-- Start of Text shown --
One of the children affected by the rules is Tesfa, who grew up in Eritrea. As he got older, he feared being forced into Eritrea’s brutal and endless military service. In 2010, his brother was taken by soldiers, and the family never heard from him again. Then, when Tesfa was 16, soldiers came to his school; Tesfa never returned home. Without telling his family, he fled Eritrea. He did not know where he planned to go—this is the point about legal aid or whatever—but he had to keep moving. He passed through Sudan and Libya, went over the Mediterranean, and found himself, eventually, in the United Kingdom. After applying for asylum, he was recognised as a refugee, and eventually—after well over a year—he was able to speak to his mother. Imagine that at the age of 16. However, he was unable to be reunited with his family in Britain. The UK has offered him a new home, but what home can a young man have without his family? Amnesty, which is compiling a report on this, told me that one refugee said, “A refugee without a family is like a body without a soul.” That quote will be in the Amnesty report—a plug for Amnesty there.

The Government have previously asserted that allowing children to sponsor their family members to join them would result in families sending their children to the UK so that they could then act as sponsors. During a debate on family reunion in the House of Lords before Christmas, numerous peers rose to take on this argument—I congratulate them on doing so. They cited what Mr Justice McCloskey stated in the upper tribunal:

“there is no evidence underlying it”,

with

“‘it’ being the pull factor”.—[Official Report, House of Lords, 15 December 2017; Vol. 787, c. 1777-78.]

Lord Kerr of Kinlochard, who is better known for drafting article 50, was one of those peers who forcefully took on the Government’s argument. He described as a “strange, sick, Swiftian joke” the Government’s implication that families in countries such as Syria, Libya, Eritrea or the Sudan would sit down together and make the cold calculation that they would send a child on a journey across land and sea that might take several years, putting their lives at risk, to secure a right to bring the rest of the family to join them. It is very difficult to disagree with the noble Lord about that.
-- End of Text shown --
Direction
In the text on refugee family reunion, what phrase did Lord Kerr of Kinlochard use to describe the Government's implication about families sending children to the UK?
-- Start of Recorded data --
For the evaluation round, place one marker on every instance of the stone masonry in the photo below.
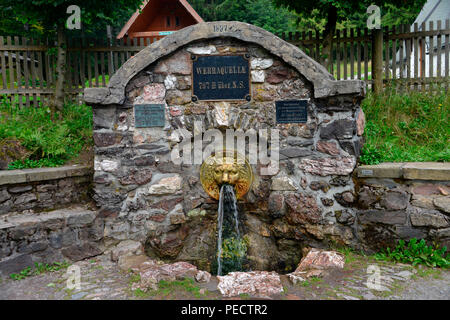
(143, 196)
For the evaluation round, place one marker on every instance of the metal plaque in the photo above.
(149, 115)
(220, 78)
(292, 111)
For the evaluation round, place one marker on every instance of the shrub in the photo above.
(50, 142)
(416, 252)
(411, 126)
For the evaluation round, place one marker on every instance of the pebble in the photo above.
(79, 295)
-- End of Recorded data --
The reply
He called it a "strange, sick, Swiftian joke."